Stated goal:
Please pick out every line of the records below that contains the word "asphalt". Case counts.

Start Extracted data

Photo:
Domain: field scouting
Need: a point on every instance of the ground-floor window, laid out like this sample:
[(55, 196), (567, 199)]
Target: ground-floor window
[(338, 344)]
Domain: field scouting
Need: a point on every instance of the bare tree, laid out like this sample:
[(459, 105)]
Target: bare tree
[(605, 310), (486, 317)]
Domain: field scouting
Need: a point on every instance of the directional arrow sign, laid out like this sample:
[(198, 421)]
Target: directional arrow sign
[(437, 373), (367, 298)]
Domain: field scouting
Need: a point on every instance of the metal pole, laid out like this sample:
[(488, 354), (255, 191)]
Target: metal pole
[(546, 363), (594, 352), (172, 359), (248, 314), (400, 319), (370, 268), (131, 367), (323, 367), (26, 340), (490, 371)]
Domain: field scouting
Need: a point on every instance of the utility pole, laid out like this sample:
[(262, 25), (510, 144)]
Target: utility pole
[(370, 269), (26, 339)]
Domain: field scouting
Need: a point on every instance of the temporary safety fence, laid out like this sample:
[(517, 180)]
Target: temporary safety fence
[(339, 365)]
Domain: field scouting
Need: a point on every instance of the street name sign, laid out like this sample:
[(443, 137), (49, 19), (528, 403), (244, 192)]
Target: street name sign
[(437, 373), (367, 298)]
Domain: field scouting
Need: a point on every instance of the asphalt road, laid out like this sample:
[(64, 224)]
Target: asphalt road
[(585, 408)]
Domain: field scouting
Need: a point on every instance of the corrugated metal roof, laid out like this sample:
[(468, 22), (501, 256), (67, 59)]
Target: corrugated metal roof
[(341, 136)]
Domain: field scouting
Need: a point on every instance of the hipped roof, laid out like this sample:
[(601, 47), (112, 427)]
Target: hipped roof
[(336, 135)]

End Extracted data

Problem solution:
Need: a point on every instance of the asphalt road, laid out like this sample:
Target: asphalt road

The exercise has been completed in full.